(Rows from a dataset)
-------------------------

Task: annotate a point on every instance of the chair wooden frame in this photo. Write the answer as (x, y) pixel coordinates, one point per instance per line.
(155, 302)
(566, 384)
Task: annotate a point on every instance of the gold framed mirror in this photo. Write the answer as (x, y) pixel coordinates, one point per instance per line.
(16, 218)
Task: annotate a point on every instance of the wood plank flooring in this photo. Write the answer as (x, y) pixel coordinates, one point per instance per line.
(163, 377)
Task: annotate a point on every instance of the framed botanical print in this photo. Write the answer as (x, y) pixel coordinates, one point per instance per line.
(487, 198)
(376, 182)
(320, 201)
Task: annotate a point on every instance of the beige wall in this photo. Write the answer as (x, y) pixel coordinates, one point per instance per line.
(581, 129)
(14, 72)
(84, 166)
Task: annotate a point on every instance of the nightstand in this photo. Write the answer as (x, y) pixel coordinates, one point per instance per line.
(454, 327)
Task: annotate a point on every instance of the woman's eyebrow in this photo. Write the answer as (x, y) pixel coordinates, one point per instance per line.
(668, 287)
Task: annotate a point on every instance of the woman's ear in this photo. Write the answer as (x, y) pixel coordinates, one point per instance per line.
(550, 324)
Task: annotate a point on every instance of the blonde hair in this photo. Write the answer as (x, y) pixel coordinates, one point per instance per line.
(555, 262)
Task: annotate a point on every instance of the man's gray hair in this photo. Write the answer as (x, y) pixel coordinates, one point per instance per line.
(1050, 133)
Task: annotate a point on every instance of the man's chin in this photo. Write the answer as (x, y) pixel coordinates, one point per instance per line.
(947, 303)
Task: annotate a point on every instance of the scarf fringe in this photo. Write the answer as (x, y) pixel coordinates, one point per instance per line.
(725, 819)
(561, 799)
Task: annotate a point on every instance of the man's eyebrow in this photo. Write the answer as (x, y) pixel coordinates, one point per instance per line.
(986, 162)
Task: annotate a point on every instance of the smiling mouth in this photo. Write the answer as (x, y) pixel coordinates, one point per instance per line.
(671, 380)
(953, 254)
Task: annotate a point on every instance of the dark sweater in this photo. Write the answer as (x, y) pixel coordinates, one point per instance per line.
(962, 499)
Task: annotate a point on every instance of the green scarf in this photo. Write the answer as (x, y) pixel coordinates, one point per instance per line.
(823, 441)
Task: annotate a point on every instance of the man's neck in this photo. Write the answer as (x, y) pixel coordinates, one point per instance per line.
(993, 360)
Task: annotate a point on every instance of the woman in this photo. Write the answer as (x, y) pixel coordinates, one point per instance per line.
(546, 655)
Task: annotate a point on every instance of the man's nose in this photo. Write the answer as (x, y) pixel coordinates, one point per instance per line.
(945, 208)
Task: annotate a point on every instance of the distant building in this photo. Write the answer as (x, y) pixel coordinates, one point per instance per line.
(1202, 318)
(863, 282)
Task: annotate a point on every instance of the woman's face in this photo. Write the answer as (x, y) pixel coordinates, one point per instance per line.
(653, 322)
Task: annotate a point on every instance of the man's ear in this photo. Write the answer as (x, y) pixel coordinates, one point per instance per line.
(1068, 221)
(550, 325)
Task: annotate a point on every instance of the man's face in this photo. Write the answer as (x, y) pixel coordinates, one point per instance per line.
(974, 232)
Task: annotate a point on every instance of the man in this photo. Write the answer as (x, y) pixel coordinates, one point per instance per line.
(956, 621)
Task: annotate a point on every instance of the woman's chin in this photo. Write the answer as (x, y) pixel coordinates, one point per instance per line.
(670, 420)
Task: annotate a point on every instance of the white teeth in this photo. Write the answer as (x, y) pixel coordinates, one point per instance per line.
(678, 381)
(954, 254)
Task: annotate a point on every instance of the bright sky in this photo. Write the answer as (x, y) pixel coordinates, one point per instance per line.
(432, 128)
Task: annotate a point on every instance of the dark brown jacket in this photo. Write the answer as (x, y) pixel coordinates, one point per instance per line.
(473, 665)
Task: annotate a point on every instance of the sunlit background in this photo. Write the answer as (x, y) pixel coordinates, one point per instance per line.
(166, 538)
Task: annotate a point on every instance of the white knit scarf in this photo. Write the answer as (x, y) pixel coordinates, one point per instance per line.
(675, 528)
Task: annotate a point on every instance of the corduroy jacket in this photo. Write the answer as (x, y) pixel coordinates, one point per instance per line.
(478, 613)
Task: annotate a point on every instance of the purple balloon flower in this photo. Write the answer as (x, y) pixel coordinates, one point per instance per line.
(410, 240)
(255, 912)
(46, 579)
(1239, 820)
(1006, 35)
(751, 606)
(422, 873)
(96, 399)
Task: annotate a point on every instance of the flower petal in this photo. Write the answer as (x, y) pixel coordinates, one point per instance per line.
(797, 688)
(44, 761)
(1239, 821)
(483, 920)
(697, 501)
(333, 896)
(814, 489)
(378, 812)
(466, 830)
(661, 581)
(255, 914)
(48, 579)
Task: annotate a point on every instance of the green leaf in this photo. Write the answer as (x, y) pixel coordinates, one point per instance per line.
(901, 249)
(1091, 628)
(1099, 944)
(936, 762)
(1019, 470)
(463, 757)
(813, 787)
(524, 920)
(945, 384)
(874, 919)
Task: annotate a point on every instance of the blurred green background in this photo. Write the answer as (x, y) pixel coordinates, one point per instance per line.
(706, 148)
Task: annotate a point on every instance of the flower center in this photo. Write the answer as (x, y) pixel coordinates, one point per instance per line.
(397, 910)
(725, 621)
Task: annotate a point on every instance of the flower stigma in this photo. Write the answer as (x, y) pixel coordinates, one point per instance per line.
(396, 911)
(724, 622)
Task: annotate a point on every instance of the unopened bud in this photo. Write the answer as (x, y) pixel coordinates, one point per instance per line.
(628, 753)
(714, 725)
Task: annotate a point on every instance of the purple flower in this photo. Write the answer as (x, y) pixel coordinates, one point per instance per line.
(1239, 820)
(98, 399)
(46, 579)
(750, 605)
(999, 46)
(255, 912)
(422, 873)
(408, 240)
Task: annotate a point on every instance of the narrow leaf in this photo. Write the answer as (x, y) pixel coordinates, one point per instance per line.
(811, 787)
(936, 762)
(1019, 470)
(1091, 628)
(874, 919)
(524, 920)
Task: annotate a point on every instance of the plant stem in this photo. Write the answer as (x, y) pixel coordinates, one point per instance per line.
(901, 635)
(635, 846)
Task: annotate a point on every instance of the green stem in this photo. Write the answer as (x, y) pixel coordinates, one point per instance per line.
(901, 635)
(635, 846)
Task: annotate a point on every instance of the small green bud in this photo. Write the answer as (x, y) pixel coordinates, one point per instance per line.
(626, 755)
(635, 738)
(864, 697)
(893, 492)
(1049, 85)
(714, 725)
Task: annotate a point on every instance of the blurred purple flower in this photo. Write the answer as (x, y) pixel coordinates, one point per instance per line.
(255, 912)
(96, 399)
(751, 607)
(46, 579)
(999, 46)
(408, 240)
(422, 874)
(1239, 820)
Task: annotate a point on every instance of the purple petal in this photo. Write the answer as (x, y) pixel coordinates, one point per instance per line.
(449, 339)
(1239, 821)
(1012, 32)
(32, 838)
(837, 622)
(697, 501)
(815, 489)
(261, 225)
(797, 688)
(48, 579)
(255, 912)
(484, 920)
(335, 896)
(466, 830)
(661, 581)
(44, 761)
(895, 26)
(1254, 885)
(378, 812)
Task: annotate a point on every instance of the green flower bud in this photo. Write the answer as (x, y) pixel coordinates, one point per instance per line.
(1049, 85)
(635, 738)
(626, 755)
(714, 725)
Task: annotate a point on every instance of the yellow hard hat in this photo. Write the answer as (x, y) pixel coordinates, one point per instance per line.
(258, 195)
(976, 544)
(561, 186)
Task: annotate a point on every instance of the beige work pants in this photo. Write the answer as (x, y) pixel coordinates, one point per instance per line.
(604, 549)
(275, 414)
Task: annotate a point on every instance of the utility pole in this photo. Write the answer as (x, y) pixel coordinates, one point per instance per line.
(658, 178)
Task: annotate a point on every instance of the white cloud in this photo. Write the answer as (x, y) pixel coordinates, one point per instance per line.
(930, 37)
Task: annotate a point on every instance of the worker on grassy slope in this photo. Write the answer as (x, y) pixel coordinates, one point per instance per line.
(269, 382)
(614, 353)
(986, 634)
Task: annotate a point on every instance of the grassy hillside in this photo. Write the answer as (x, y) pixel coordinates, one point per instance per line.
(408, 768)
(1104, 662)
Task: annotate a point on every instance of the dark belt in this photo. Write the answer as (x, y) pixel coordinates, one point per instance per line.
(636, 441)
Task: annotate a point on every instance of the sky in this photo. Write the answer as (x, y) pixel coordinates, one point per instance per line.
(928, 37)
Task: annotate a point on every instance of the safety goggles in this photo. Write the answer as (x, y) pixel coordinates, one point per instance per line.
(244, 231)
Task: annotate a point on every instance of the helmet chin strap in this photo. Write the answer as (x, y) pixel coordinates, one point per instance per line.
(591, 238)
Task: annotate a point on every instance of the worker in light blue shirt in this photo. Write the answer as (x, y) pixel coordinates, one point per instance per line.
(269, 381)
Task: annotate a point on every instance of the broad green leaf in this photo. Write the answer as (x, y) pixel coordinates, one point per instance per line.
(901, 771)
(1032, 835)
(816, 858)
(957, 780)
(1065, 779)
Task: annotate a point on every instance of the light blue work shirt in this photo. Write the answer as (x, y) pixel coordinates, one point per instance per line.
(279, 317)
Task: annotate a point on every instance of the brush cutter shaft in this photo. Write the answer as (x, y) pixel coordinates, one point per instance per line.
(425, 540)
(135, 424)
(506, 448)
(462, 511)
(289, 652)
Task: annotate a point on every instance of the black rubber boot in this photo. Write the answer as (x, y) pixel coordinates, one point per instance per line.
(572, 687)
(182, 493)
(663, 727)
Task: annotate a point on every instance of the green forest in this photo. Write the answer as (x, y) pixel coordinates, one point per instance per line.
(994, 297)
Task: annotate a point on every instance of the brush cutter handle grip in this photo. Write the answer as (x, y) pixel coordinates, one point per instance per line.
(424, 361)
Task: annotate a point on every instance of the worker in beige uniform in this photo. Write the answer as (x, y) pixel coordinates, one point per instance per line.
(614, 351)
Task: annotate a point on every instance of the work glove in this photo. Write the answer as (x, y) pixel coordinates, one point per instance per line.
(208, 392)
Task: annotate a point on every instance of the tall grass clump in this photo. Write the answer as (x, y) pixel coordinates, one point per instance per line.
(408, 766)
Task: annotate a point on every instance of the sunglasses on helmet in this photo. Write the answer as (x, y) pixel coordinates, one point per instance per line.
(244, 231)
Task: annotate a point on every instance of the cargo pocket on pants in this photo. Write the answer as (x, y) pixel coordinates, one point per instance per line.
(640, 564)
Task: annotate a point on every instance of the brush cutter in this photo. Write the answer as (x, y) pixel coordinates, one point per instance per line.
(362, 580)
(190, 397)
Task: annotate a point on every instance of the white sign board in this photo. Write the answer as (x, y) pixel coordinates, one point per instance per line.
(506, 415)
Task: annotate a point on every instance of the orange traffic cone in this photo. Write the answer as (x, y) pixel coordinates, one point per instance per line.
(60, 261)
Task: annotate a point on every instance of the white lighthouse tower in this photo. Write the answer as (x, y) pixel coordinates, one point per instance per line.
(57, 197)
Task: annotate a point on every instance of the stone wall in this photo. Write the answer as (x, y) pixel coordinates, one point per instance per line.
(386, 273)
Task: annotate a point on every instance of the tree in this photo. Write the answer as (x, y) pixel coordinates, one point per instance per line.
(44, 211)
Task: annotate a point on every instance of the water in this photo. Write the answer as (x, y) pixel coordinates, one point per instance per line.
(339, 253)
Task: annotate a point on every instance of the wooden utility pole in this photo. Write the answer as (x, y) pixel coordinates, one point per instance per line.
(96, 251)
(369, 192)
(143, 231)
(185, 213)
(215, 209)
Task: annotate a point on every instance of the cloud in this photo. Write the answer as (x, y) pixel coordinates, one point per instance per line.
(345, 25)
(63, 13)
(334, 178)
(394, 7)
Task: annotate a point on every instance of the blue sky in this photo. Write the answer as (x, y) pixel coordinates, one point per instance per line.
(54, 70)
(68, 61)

-------------------------

▶ _AIM_
Return exactly the lines from the one containing "Task: annotate a point on every instance of the stone" to the last line of the data, and nothing more.

▶ _EXERCISE RESULT_
Task: annotate a point on every instance of the stone wall in this photo. Write the answer as (x, y) pixel coordinates, one point per instance per line.
(386, 273)
Task: annotate a point on every instance of the tree in this photo. Write the answer as (x, y) pixel coordinates, one point per instance per line.
(44, 211)
Task: annotate a point on every instance of the water in this photo. Write the answer as (x, y) pixel coordinates, one point per instance per line.
(339, 253)
Task: annotate a point on every instance of the wooden utility pole in this photo. Write the answer as (x, y) pixel coordinates, one point per instance per line.
(96, 251)
(369, 192)
(143, 231)
(185, 213)
(215, 209)
Task: annotate a point on every instance of the cloud in this photo. Write the answer as (x, y) pixel coordinates, one point per instance per line.
(345, 25)
(63, 13)
(334, 178)
(394, 7)
Task: annotate a point on every instance of the blue sky in this photo. Write the answer as (x, y) pixel coordinates, one point per instance per line.
(54, 70)
(68, 61)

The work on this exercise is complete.